Exercise material
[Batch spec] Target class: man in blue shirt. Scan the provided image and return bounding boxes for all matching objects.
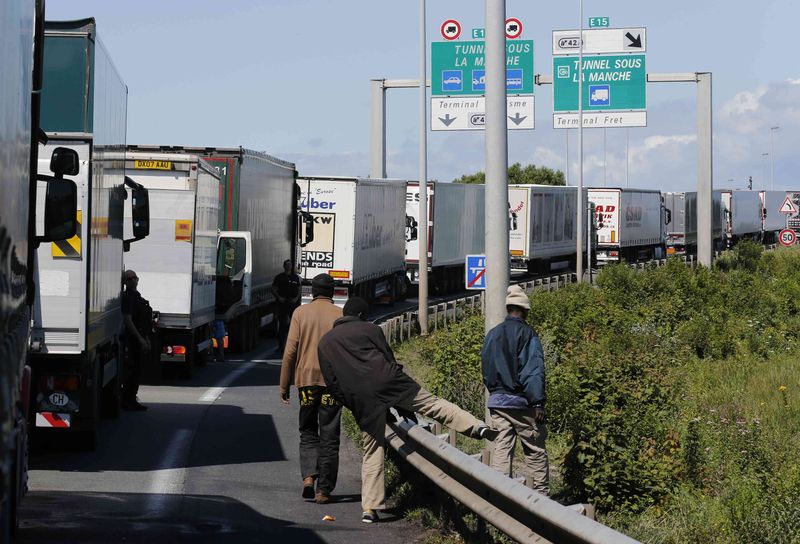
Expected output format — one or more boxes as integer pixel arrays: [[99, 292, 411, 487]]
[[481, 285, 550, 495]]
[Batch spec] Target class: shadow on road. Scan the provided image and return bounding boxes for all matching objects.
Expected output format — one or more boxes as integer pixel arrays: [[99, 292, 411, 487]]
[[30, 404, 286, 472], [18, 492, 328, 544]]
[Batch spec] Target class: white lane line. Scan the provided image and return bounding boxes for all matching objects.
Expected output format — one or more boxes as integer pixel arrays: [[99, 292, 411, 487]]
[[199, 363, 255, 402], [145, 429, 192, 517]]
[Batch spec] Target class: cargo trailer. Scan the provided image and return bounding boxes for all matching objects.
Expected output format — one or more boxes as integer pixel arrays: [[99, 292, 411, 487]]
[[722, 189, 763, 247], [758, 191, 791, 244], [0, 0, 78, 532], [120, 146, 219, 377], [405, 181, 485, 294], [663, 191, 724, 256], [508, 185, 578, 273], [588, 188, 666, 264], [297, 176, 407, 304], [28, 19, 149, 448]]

What you should do
Please lay out every line of the entries above as a Markdown table with the columns Row and Line. Number the rows, skip any blank lines, and leave the pictures out.

Response
| Row | Line |
|---|---|
| 1 | [Batch spec] Target class: man in blue shirt. Scan the provided image and return bounding boxes for all matching objects. |
| 2 | Expected output format — one or more boxes as integer pixel arrays: [[99, 292, 411, 487]] |
| 3 | [[481, 285, 550, 495]] |
| 4 | [Batch spec] Target class: shadow on road. Scan the provided image and return bounding boxes for all matching objects. |
| 5 | Expected output format — one or more boxes as integer pixel arrays: [[99, 292, 411, 487]] |
| 6 | [[30, 404, 286, 472], [18, 492, 328, 544]] |
| 7 | [Batch spec] Target class: white lane line. Scan the provided image and return bounding boxes for all matching objects. |
| 8 | Expected output format — one or more boxes as integer pixel arrays: [[99, 292, 411, 487]] |
| 9 | [[199, 363, 255, 402], [145, 429, 192, 517]] |
| 10 | [Batch spec] Target class: cargo trailer. Scan the provided image and return bounding boxes for all matching objects. |
| 11 | Expected output format — one or more boxes as integer pixel arrays: [[99, 292, 411, 487]] |
| 12 | [[722, 189, 763, 247], [758, 191, 791, 244], [0, 0, 78, 532], [120, 146, 219, 377], [405, 181, 485, 294], [663, 191, 724, 256], [508, 185, 578, 273], [588, 188, 666, 264], [297, 176, 407, 304], [28, 19, 149, 448]] |